## PROVIDED PASSAGE
These days, anyone can prop up an argument by pulling up a statistic. Much has been written about how statistics can be faulty — perhaps due to publication bias, or lack of generalizability, or researcher data-dredging.
But even genuine, trustworthy statistics, when plucked out of context, can mislead. Here are three common ways.
1. Using measures of the wrong thing
Say we want to know how rates of marijuana usage have changed over time in the U.S. The evidence: a graph of the yearly marijuana possession arrest rates.
The problem with this is quite clear: most marijuana users don’t get arrested! Maybe the change in marijuana arrest rates echoes the change in marijuana usage rates, but maybe (say, due to changes in policing), it doesn’t.
The better approach is to use a more direct measure. In this case, we could consult surveys of nationally representative samples of the population, seeing how the rates of self-reported marijuana usage have changed over the years. A layperson objection is that the arrest rates graph is a more “reliable source.” But if it’s not as relevant to the question, it forms a less reliable answer. As long as their methods make them trustworthy and generalizable enough, the surveys are appropriate here.

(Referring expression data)
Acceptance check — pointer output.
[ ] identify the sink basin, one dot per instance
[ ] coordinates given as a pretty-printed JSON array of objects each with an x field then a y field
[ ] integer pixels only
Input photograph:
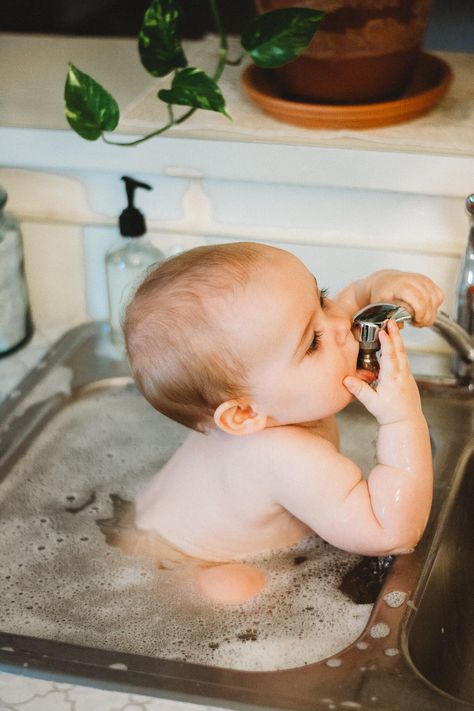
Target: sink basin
[
  {"x": 77, "y": 441},
  {"x": 440, "y": 638}
]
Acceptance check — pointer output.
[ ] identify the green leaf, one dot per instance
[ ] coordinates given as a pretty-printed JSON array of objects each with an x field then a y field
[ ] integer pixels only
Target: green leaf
[
  {"x": 158, "y": 41},
  {"x": 89, "y": 109},
  {"x": 193, "y": 87},
  {"x": 278, "y": 37}
]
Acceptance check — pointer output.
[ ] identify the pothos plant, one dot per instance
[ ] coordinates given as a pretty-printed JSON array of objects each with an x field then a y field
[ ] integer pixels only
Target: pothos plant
[{"x": 271, "y": 40}]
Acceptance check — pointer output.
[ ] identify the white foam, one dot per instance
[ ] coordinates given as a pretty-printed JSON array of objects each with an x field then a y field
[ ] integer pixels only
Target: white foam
[
  {"x": 395, "y": 598},
  {"x": 61, "y": 581}
]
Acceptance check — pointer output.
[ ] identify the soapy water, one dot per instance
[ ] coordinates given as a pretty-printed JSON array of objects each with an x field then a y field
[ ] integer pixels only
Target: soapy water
[{"x": 60, "y": 580}]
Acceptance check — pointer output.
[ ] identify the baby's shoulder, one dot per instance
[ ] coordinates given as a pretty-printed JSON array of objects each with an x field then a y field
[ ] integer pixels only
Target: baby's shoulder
[{"x": 288, "y": 441}]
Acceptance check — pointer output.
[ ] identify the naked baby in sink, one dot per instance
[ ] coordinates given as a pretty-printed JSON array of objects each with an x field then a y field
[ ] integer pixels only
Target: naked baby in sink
[{"x": 239, "y": 343}]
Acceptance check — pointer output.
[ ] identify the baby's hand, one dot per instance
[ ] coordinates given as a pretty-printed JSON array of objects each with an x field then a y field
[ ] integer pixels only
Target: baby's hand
[
  {"x": 421, "y": 296},
  {"x": 396, "y": 396}
]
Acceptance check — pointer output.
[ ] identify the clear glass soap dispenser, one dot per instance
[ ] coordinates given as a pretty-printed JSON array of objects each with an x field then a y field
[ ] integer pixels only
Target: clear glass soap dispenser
[{"x": 126, "y": 262}]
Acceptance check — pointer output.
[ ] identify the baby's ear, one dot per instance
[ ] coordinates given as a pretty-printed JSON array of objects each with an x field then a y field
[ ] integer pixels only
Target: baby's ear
[{"x": 238, "y": 418}]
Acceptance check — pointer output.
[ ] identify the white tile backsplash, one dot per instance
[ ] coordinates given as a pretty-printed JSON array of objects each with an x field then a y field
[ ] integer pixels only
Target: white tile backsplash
[{"x": 70, "y": 220}]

## STUDY QUESTIONS
1) Answer these questions about the statistics passage:
(a) What three reasons does it give for why statistics can be faulty?
(b) What graph is offered as evidence of how marijuana usage has changed in the U.S.?
(c) What more direct measure does it recommend instead?
2) Copy the stretch of the statistics passage from "These days, anyone" through "or researcher data-dredging.".
These records have no connection to the statistics passage.

## PER-TASK ANSWERS
1)
(a) Publication bias, lack of generalizability, and researcher data-dredging.
(b) A graph of the yearly marijuana possession arrest rates.
(c) Surveys of nationally representative samples of the population, showing how rates of self-reported marijuana usage have changed over the years.

2)
These days, anyone can prop up an argument by pulling up a statistic. Much has been written about how statistics can be faulty — perhaps due to publication bias, or lack of generalizability, or researcher data-dredging.